● **TESTO DI PARTENZA**
Il leader di Unità d’Azione Comunista Livorno interviene in merito al conflitto in corso

Il leader di Unità d’Azione Comunista Livorno interviene in merito al conflitto in corso.
Riceviamo e pubblichiamo il seguente comunicato:
Premessa: questo intervento/lettera non vuole assolutamente minare la necessaria solidarietà, che Livorno deve avere verso tutti i popoli che soffrono qualsiasi guerra, ma semmai vuole porre una riflessione sui tragici eventi che stiamo vivendo, stravolti da una narrazione tendenziosa che difficilmente porterà alla pace nella quale tutti speriamo.
Mi rivolgo al Sindaco, all’amministrazione, alle associazioni intervenute ed alla città più in generale, alla mia amata Livorno, sempre solidale quando necessario ma che deve anche approfondire i fenomeni complessi come questo che stiamo vivendo, per non diventare funzionale a chi non coltiva affatto la pace, ma bensì la guerra.
In questi giorni siamo stati travolti dalla tragicità del conflitto in Ucraina, ed è partita puntualmente la macchina della solidarietà livornese.
Si sono viste diverse manifestazioni in piazza che hanno coinvolto tutti, dal sindaco alle realtà politiche ed associative cittadine, i quali hanno giustamente parlato di una necessità di costruire la pace nel mondo.

● **CONSEGNA**
Puoi riscrivere in forma più breve il paragrafo del comunicato che inizia con «Premessa: questo intervento», mantenendone i fatti principali?

● **RIGHE FORNITE**
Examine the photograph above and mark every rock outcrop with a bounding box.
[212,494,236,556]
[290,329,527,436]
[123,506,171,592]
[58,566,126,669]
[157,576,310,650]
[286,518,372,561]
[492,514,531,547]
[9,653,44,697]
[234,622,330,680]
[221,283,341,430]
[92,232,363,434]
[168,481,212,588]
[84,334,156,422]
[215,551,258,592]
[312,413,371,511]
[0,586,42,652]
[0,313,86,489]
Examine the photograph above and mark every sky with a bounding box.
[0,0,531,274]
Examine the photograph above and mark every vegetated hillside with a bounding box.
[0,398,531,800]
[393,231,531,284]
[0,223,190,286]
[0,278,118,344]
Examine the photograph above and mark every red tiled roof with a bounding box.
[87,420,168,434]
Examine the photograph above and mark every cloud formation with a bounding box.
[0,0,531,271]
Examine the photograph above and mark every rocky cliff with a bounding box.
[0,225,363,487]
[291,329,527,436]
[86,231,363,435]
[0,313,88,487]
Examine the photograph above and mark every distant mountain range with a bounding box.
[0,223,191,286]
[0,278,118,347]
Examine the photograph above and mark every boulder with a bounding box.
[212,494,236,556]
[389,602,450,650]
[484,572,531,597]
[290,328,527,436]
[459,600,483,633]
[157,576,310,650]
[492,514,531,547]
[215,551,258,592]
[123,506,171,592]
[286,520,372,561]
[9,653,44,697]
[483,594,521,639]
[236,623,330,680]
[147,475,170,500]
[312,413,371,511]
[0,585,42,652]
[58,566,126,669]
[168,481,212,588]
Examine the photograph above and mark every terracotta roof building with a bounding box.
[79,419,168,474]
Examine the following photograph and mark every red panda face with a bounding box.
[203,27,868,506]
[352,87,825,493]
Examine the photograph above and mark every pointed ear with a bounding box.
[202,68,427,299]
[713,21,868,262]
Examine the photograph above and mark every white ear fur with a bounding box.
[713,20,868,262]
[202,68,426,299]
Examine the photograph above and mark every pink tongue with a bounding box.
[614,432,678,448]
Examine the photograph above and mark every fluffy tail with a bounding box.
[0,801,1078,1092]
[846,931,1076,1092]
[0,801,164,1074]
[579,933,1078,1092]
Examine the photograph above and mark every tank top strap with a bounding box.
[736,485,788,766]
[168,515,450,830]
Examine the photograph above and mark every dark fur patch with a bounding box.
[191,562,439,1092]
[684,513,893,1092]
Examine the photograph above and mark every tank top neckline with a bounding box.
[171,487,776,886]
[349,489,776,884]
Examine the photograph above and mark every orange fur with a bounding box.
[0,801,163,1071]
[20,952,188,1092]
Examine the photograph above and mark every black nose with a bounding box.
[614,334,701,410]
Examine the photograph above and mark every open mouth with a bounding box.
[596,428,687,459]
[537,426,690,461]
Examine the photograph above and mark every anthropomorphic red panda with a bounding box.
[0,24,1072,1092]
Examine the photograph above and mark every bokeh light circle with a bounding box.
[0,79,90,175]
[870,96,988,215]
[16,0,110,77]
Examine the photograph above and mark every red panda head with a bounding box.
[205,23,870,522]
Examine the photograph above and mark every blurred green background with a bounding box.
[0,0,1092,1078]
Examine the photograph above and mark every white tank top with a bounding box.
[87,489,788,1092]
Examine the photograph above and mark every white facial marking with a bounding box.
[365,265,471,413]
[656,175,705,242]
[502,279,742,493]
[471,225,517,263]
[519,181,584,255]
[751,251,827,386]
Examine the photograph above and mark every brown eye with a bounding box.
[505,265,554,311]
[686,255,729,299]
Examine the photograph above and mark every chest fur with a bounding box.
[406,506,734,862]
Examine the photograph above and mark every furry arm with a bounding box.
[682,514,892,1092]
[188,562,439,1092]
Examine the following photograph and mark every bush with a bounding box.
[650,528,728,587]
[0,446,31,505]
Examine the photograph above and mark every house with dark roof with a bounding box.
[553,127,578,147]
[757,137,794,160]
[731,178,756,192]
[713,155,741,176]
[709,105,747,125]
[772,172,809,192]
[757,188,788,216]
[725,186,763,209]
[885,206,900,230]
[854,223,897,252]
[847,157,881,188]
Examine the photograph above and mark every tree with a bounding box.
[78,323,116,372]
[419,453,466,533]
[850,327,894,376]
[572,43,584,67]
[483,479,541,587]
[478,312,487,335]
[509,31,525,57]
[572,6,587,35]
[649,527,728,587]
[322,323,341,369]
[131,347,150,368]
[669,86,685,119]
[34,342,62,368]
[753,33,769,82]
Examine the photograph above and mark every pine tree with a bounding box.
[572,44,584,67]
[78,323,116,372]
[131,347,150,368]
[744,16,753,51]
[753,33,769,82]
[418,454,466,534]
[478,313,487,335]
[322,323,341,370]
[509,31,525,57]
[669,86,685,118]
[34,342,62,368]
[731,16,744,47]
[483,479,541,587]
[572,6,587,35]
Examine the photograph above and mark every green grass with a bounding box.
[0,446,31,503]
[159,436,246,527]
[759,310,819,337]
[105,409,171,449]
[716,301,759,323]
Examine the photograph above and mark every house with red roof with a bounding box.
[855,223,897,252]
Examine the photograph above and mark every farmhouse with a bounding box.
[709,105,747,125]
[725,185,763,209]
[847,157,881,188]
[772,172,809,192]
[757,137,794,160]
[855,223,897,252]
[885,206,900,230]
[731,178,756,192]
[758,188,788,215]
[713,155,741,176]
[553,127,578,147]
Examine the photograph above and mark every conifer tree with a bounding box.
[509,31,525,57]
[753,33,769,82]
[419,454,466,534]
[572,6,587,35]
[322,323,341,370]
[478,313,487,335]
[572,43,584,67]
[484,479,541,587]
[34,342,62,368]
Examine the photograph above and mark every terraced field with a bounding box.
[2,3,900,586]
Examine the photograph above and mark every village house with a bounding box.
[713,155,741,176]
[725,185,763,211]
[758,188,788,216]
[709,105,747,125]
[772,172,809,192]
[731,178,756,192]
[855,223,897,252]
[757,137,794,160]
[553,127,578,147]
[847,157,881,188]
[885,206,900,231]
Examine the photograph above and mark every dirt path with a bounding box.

● **RISPOSTA**
Lo scritto non intende indebolire la solidarietà che Livorno deve a tutti i popoli colpiti da qualsiasi guerra. Vuole invece proporre una riflessione sui tragici eventi attuali, distorti da una narrazione tendenziosa che difficilmente porterà alla pace sperata da tutti.